— What to work on —
Your task is to copy each line of the material that includes "below".

-- Working data follows --

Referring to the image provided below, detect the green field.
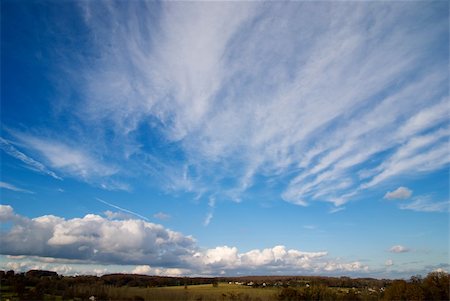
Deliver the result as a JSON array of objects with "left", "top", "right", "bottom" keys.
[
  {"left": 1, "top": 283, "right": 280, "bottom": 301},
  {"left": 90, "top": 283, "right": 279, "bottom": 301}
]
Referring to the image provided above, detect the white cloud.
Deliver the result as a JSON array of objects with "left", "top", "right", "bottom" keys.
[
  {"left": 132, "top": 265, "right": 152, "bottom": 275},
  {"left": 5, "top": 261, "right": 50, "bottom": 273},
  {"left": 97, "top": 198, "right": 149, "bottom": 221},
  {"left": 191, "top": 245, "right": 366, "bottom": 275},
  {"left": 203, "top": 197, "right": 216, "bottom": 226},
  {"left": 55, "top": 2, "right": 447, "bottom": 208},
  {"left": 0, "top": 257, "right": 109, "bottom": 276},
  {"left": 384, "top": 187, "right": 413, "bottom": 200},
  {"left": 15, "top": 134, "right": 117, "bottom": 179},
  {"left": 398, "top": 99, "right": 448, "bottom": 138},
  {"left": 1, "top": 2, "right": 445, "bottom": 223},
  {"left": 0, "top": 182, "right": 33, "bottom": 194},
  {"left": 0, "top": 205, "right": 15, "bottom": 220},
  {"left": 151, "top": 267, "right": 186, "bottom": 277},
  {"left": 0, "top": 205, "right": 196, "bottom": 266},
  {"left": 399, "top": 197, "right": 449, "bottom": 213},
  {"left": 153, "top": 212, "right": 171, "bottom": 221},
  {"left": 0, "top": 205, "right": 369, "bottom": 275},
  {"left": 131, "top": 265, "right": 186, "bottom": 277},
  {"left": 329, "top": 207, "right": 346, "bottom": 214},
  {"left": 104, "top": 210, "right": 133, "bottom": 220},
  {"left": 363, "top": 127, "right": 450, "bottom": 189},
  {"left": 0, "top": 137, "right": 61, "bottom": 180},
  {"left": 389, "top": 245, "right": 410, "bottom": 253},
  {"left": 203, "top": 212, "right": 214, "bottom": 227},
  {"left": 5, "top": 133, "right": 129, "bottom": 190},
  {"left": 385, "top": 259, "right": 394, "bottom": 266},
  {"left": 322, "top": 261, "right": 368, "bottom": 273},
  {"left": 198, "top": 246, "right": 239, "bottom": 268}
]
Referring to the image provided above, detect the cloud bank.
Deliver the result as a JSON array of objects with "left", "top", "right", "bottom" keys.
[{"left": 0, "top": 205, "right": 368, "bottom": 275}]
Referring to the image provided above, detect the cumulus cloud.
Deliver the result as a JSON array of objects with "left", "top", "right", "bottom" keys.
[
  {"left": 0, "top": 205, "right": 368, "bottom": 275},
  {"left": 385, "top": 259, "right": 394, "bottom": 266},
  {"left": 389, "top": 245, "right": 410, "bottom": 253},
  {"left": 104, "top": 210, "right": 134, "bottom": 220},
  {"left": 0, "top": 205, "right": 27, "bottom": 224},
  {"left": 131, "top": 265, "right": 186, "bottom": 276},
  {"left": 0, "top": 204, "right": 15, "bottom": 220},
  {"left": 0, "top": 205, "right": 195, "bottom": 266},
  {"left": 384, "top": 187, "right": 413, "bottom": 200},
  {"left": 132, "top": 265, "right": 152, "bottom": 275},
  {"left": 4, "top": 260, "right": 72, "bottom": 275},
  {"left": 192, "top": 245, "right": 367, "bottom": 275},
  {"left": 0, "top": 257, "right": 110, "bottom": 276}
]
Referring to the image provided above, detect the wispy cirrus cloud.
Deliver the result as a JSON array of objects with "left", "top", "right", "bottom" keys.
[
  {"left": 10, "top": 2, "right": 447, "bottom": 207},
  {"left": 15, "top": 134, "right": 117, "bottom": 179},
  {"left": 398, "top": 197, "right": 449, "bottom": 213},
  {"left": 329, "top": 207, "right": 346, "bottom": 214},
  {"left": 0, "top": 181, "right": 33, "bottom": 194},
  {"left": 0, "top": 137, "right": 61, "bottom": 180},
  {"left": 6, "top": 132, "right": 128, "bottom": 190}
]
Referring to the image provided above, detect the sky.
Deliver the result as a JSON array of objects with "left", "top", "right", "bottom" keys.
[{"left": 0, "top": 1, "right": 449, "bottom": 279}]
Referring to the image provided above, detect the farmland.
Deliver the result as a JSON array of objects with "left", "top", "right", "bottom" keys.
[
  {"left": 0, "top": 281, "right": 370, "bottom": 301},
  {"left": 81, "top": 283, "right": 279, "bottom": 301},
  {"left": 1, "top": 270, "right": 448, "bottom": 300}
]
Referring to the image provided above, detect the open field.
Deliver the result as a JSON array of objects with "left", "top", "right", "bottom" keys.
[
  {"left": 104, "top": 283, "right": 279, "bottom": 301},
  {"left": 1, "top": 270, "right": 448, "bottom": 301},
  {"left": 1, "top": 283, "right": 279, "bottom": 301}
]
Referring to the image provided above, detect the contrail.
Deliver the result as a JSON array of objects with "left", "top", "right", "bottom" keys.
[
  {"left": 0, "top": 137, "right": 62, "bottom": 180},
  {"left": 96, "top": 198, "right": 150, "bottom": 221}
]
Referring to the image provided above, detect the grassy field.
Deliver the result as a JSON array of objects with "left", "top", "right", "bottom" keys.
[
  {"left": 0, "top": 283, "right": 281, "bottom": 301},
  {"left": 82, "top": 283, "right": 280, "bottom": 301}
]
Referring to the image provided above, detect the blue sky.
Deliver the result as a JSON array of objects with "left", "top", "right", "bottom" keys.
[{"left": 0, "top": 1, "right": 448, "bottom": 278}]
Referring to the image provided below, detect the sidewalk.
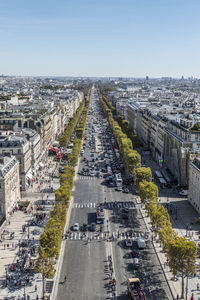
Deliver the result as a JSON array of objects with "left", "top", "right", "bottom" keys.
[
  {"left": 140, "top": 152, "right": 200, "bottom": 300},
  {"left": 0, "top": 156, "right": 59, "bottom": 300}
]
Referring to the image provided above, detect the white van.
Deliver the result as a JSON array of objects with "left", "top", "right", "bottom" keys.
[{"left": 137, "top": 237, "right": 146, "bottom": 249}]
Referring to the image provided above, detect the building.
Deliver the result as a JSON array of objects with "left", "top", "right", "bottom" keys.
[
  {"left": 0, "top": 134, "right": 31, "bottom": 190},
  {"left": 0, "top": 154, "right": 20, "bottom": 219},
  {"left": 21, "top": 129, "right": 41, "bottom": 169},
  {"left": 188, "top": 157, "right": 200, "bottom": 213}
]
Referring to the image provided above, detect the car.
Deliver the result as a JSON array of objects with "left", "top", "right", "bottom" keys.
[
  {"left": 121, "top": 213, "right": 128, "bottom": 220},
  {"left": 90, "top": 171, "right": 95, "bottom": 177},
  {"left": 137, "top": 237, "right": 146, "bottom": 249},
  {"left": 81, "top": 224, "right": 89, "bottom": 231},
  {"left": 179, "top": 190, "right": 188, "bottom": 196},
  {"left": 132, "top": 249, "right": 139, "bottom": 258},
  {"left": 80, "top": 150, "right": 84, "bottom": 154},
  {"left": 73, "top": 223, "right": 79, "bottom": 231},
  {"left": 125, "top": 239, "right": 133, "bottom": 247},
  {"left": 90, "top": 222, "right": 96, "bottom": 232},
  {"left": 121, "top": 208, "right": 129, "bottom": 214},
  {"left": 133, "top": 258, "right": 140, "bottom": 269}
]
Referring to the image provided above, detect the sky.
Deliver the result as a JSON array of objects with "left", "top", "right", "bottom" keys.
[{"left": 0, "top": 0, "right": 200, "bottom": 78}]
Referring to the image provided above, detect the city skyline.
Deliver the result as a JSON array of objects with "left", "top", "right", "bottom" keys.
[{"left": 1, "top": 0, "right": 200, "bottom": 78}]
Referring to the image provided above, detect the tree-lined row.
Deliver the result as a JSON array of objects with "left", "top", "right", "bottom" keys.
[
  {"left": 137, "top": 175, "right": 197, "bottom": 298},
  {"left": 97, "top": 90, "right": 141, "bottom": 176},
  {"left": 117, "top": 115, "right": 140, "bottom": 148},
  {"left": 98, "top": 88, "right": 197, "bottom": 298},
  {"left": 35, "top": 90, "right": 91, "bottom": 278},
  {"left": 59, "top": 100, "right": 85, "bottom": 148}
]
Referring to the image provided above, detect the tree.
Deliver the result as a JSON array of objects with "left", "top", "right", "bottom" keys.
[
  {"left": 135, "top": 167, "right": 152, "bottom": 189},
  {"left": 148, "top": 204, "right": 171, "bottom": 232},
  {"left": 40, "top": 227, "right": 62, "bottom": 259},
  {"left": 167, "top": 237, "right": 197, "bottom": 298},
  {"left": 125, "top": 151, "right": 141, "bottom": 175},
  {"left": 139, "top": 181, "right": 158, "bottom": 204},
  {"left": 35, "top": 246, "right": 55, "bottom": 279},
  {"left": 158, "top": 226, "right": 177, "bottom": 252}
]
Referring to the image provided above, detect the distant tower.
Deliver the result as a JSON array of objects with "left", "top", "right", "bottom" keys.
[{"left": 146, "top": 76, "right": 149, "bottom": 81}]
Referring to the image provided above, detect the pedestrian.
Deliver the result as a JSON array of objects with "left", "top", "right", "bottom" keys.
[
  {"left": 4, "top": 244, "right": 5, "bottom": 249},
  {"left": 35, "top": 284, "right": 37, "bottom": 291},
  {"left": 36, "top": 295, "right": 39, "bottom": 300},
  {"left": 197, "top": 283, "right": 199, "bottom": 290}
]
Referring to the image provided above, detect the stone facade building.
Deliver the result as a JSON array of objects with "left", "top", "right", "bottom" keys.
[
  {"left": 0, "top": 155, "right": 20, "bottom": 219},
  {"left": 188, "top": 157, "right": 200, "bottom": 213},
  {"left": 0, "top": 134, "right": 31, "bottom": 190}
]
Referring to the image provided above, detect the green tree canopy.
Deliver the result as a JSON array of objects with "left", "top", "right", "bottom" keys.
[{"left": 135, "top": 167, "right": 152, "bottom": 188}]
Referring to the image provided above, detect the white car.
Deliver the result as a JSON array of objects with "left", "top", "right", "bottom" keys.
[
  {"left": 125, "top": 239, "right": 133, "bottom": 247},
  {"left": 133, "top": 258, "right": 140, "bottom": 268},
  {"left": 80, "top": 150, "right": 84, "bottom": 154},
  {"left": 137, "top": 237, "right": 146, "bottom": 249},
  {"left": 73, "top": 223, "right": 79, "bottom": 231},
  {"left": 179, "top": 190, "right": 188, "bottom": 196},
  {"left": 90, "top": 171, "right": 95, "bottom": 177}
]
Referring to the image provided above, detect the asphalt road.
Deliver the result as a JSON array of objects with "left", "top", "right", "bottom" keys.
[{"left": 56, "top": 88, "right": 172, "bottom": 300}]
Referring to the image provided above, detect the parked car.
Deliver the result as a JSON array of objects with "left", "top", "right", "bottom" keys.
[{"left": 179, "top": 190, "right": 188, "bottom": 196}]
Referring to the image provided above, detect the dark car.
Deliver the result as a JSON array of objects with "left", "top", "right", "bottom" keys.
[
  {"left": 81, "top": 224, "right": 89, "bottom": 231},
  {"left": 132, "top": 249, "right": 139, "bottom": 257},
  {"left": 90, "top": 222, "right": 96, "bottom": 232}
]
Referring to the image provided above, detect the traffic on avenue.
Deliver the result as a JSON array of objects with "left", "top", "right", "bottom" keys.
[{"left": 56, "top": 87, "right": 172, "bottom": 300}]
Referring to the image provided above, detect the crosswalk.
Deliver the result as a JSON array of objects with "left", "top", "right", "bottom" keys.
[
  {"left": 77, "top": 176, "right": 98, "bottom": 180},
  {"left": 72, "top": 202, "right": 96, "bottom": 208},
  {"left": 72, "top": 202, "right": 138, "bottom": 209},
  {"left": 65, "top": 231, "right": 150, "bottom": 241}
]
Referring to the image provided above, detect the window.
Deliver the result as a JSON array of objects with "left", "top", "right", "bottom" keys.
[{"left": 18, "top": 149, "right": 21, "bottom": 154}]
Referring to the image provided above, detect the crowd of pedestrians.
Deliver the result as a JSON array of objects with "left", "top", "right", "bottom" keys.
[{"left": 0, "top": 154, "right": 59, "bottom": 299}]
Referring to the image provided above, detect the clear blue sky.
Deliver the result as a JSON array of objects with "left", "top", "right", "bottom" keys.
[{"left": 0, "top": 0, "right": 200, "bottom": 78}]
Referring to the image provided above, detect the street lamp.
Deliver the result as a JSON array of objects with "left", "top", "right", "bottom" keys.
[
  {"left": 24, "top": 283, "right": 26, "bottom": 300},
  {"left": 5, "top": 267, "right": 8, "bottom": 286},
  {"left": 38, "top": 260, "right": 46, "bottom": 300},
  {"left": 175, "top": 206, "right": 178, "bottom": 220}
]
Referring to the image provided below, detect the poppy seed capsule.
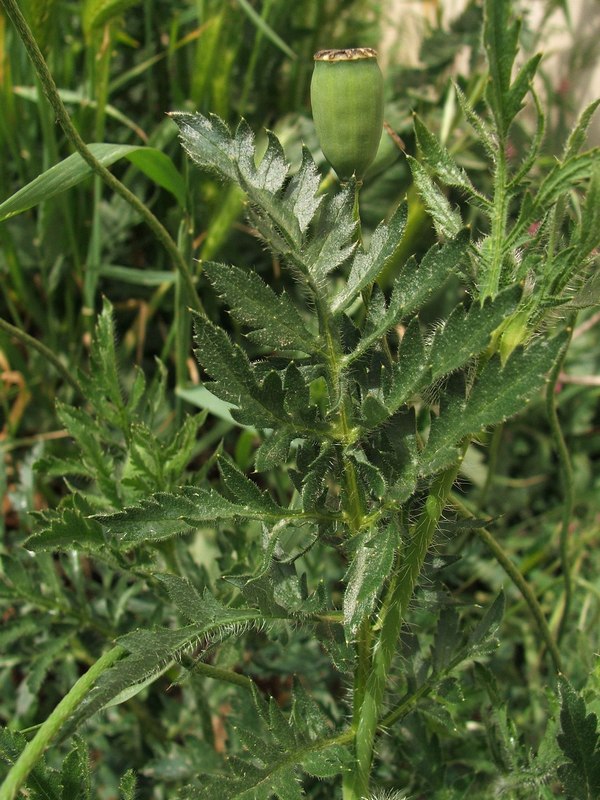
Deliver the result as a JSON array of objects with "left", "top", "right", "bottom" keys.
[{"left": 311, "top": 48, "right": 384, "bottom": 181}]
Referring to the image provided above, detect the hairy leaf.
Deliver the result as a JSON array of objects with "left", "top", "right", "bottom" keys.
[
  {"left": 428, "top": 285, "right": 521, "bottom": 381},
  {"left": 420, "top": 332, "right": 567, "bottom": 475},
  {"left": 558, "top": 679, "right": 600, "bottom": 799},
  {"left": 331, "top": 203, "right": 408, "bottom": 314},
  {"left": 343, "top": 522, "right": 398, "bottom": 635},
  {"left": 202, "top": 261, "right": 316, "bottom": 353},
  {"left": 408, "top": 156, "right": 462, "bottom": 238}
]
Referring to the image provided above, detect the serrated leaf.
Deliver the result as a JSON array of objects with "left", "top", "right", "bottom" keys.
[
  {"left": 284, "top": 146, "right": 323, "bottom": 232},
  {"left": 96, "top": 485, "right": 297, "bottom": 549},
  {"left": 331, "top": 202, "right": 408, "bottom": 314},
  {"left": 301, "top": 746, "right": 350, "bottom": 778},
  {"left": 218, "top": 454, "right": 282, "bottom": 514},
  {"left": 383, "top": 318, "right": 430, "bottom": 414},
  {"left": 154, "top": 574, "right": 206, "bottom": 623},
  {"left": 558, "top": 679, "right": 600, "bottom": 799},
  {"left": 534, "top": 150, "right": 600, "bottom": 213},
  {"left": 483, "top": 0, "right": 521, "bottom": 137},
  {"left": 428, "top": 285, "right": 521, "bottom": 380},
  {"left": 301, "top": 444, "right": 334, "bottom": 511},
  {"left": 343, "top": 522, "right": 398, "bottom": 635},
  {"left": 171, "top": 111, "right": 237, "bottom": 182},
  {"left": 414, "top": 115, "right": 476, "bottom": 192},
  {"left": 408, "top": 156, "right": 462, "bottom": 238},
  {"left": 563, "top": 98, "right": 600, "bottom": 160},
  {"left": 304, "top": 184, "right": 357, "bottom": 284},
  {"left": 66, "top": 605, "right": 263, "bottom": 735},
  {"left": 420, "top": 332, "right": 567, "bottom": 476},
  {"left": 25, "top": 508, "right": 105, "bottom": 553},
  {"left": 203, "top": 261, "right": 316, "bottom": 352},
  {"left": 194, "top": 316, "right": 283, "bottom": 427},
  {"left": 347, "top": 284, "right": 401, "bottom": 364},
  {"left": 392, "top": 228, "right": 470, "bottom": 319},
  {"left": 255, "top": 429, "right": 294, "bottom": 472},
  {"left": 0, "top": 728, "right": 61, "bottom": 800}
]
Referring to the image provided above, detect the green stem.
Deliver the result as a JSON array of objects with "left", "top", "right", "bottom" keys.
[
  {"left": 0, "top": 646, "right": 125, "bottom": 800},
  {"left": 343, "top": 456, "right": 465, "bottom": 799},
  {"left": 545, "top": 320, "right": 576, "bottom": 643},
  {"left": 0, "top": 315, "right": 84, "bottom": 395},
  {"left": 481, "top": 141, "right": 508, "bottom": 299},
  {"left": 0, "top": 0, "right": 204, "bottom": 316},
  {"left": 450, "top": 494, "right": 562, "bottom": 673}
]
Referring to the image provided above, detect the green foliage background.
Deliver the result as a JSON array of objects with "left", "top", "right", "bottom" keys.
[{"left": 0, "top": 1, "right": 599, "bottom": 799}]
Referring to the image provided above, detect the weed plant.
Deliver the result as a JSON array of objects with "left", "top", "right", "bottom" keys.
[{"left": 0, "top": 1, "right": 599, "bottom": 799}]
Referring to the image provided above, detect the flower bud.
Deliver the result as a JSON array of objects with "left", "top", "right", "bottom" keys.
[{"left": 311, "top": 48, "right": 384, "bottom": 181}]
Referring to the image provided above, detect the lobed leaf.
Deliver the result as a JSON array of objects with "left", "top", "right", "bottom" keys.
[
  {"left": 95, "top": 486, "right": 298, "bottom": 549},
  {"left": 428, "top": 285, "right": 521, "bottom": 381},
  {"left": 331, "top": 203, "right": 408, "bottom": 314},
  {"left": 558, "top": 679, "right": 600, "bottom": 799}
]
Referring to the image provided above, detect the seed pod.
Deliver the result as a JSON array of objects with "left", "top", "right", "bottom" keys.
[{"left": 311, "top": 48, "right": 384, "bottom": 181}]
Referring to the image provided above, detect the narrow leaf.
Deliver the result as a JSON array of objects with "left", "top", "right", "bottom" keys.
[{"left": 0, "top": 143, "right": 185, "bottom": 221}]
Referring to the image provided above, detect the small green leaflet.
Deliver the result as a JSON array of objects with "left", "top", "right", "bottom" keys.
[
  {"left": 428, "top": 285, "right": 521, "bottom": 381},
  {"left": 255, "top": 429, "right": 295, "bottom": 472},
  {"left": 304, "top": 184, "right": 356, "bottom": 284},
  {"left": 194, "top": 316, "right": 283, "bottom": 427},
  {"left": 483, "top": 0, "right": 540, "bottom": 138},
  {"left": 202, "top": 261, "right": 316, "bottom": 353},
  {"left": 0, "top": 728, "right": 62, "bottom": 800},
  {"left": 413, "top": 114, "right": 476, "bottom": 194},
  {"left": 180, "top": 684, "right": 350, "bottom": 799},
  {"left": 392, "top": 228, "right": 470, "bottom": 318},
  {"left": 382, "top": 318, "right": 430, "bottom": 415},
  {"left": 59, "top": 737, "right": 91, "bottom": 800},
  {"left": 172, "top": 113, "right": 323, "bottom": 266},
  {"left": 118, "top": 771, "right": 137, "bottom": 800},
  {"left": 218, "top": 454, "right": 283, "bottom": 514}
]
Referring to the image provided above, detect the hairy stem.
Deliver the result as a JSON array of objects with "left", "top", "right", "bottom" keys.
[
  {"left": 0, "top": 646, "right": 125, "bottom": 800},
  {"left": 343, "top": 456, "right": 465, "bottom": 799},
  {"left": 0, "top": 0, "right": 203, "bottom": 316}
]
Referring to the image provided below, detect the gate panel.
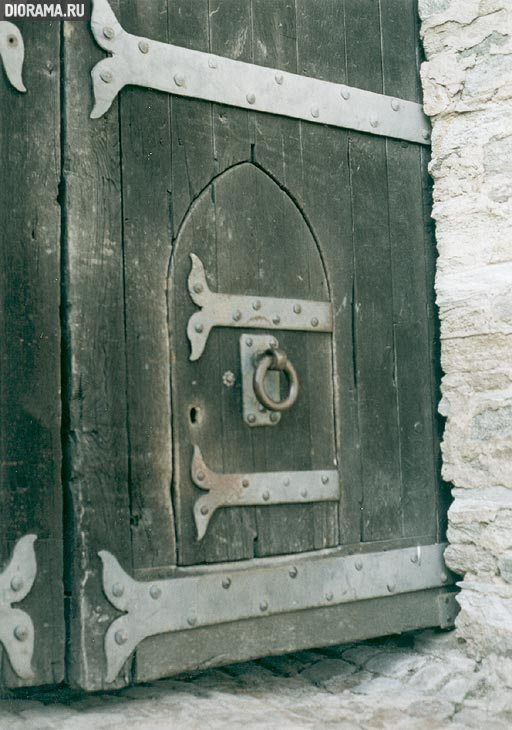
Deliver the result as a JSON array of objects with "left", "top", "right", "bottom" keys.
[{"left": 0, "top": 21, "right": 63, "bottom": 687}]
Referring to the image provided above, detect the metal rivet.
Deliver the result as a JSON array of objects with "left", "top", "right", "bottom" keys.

-- Working data concluded --

— Solution for this task —
Referring to the image provided below, detect the green field.
Referring to the image provided below, detect the sidewalk.
Referring to the image provided below, detect the poppy seed capsule.
Referring to the image provided below, detect the gate panel.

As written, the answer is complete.